### The exercise:
Please copy each of the lines below without changing a single character.

### Recorded data:
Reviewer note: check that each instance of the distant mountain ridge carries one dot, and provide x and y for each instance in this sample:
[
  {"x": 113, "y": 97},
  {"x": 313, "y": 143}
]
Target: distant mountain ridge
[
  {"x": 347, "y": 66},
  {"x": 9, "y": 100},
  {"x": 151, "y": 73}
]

### The answer:
Reviewer note: check that each instance of the distant mountain ridge carries one dot, and provide x and y for each instance in this sample:
[
  {"x": 113, "y": 97},
  {"x": 313, "y": 143}
]
Target: distant mountain ridge
[
  {"x": 347, "y": 66},
  {"x": 9, "y": 100},
  {"x": 151, "y": 73}
]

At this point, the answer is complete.